[Named-object pointing records]
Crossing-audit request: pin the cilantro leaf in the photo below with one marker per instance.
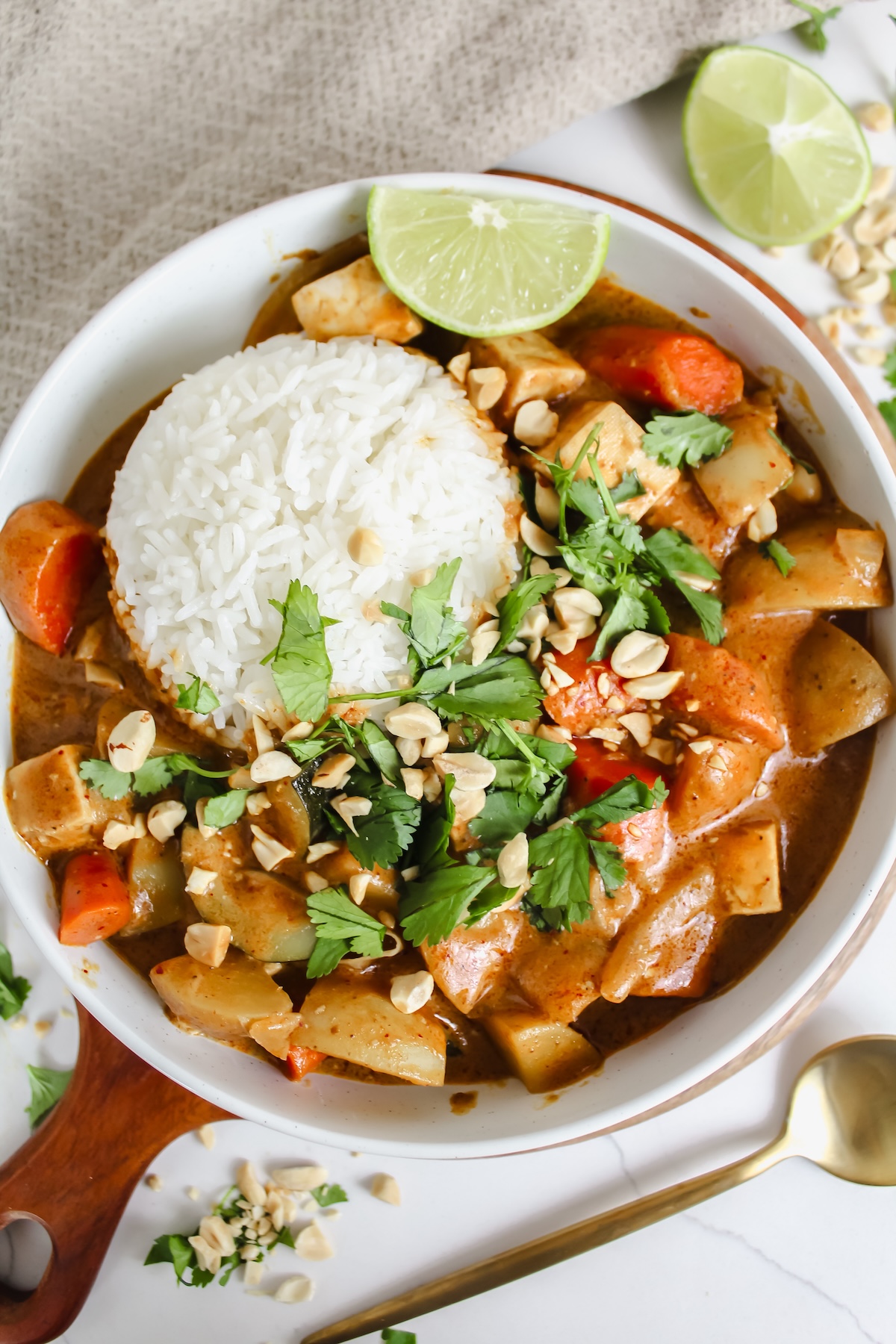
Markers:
(621, 801)
(300, 665)
(778, 553)
(226, 808)
(196, 697)
(13, 989)
(504, 815)
(173, 1249)
(388, 830)
(497, 688)
(432, 629)
(608, 860)
(889, 411)
(153, 776)
(437, 902)
(812, 30)
(327, 1195)
(691, 438)
(340, 927)
(520, 600)
(104, 777)
(561, 880)
(47, 1086)
(629, 488)
(676, 559)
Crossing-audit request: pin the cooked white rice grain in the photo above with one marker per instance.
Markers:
(257, 470)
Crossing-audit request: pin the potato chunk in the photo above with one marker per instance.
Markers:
(541, 1054)
(355, 302)
(618, 452)
(709, 784)
(346, 1015)
(746, 862)
(837, 567)
(52, 806)
(751, 470)
(222, 1001)
(267, 917)
(535, 370)
(836, 688)
(473, 967)
(561, 976)
(155, 886)
(665, 948)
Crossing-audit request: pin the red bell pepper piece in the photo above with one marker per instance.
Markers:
(672, 370)
(94, 900)
(49, 559)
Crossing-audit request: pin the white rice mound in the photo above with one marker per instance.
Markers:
(257, 470)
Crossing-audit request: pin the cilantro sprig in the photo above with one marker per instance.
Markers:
(300, 665)
(175, 1249)
(47, 1086)
(13, 989)
(433, 632)
(689, 438)
(196, 697)
(778, 553)
(341, 927)
(812, 30)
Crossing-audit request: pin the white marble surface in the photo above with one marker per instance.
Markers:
(795, 1256)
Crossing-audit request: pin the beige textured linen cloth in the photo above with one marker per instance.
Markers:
(128, 127)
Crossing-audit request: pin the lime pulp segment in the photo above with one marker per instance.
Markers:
(771, 149)
(484, 268)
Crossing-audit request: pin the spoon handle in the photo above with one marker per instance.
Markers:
(550, 1250)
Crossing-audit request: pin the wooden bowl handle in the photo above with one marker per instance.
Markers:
(75, 1174)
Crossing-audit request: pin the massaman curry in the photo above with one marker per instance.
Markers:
(605, 800)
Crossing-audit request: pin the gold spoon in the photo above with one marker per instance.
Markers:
(842, 1116)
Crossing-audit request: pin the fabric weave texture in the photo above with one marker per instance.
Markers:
(129, 128)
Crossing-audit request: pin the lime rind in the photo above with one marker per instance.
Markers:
(437, 252)
(729, 154)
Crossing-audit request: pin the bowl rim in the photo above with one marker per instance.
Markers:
(744, 1043)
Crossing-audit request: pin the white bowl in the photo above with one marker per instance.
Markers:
(195, 307)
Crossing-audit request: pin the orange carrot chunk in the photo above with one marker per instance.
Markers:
(301, 1061)
(94, 900)
(49, 559)
(671, 370)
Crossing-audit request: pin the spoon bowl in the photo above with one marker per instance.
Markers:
(841, 1116)
(842, 1110)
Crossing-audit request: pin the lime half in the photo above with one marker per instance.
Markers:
(773, 151)
(484, 268)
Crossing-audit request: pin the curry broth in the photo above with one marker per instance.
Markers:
(813, 801)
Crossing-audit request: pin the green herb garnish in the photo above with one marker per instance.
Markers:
(13, 989)
(812, 30)
(341, 927)
(778, 553)
(196, 697)
(226, 808)
(300, 663)
(692, 438)
(432, 629)
(47, 1086)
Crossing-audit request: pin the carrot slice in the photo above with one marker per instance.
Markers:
(49, 559)
(301, 1061)
(671, 370)
(94, 900)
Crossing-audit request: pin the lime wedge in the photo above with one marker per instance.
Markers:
(484, 268)
(773, 151)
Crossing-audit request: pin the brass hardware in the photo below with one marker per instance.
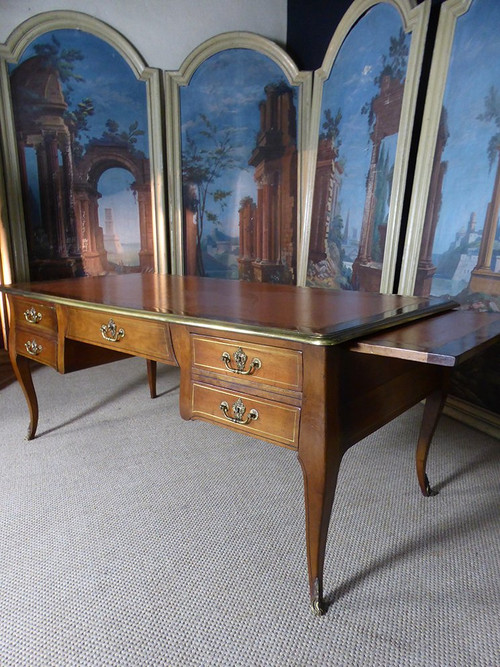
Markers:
(32, 316)
(111, 333)
(239, 410)
(241, 359)
(32, 347)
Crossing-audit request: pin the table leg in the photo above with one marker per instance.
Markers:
(151, 366)
(433, 408)
(22, 370)
(319, 455)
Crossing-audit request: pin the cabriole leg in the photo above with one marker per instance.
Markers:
(22, 370)
(432, 411)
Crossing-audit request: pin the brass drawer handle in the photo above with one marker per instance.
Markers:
(32, 347)
(239, 410)
(32, 316)
(111, 333)
(241, 359)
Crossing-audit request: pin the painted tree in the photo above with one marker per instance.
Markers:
(205, 159)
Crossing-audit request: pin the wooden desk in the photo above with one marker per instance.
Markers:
(308, 369)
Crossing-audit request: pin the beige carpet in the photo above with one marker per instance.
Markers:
(130, 538)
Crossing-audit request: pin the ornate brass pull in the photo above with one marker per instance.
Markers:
(111, 333)
(239, 410)
(32, 347)
(32, 316)
(241, 359)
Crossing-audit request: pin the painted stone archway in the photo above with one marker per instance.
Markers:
(98, 159)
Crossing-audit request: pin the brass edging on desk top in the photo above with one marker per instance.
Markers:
(349, 333)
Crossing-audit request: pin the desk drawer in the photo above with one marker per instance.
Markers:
(265, 364)
(36, 314)
(131, 335)
(36, 346)
(267, 420)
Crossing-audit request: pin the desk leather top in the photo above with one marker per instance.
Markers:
(313, 315)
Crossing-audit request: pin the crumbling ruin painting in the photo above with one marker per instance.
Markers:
(239, 169)
(360, 116)
(82, 135)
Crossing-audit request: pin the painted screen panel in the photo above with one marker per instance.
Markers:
(460, 249)
(82, 131)
(239, 169)
(360, 115)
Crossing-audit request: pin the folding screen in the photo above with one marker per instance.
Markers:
(236, 108)
(85, 132)
(453, 240)
(363, 107)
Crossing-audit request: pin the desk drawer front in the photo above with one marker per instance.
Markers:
(131, 335)
(257, 417)
(264, 364)
(36, 346)
(35, 314)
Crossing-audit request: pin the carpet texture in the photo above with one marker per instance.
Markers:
(131, 538)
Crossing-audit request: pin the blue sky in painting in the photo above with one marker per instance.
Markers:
(351, 85)
(117, 94)
(108, 80)
(474, 68)
(227, 88)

## Task goal:
Copy the rows above verbatim, starting at the line that contains "Crossing-audit request: pin the crumbling" and running through the last row, with both ends included.

## Answer to this problem:
Crossing-audit request: pin the crumbling ruin painting in the photo above with one marker per instance.
Markers:
(239, 169)
(360, 116)
(82, 135)
Crossing-audit request: pin the painted screen panel in the photo above with one marker per instance.
Markers:
(460, 249)
(82, 131)
(239, 169)
(360, 115)
Crossing-audit request: pin the folding screen in the photo above with one marker per instance.
Markers:
(236, 108)
(85, 132)
(453, 240)
(363, 107)
Crossing-audit request: pin the desk drawer front in the photo above with one marker per instance.
Markers:
(131, 335)
(257, 417)
(264, 364)
(36, 346)
(35, 314)
Crossing-audit request: pin the carpet texture in the photo above with one marker per instance.
Markers:
(131, 538)
Crossing-audit request: pin the blue sky in painting in the photo above with one marker per instance.
Markers:
(351, 85)
(117, 94)
(108, 80)
(474, 68)
(227, 88)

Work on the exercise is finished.